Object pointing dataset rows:
-*-*-
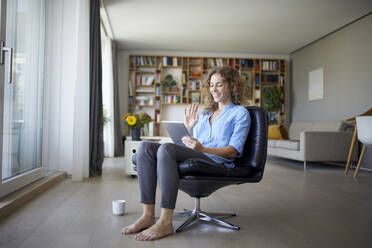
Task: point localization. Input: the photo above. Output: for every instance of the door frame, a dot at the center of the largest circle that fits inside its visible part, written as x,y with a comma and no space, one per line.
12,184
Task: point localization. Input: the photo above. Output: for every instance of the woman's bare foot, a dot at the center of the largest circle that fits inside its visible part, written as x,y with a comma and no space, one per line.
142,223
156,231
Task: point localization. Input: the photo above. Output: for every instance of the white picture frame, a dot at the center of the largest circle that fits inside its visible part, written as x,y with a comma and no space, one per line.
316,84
-*-*-
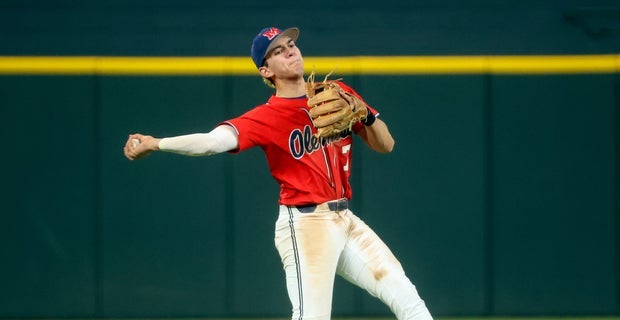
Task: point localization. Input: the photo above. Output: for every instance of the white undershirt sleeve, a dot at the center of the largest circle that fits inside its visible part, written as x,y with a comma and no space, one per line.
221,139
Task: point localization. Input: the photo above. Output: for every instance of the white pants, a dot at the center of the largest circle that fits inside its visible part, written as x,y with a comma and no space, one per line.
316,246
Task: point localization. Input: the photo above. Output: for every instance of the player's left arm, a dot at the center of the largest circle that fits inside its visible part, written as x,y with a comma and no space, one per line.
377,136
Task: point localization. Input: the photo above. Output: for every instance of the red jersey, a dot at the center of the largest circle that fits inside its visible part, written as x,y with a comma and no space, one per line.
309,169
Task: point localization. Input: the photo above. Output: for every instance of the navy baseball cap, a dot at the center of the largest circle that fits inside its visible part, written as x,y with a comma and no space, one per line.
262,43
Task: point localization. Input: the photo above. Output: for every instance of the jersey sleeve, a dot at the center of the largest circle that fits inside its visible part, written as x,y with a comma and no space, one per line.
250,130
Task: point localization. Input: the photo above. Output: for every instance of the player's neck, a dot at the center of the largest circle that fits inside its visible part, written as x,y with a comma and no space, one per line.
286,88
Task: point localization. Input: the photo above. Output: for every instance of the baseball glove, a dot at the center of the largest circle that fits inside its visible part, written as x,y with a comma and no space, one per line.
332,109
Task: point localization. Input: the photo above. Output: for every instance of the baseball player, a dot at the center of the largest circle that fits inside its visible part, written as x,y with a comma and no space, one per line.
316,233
-*-*-
## EXERCISE INSTRUCTIONS
State how many of the lines above contain the word "picture". Give only the number.

## RESULT FOR THIS EXERCISE
1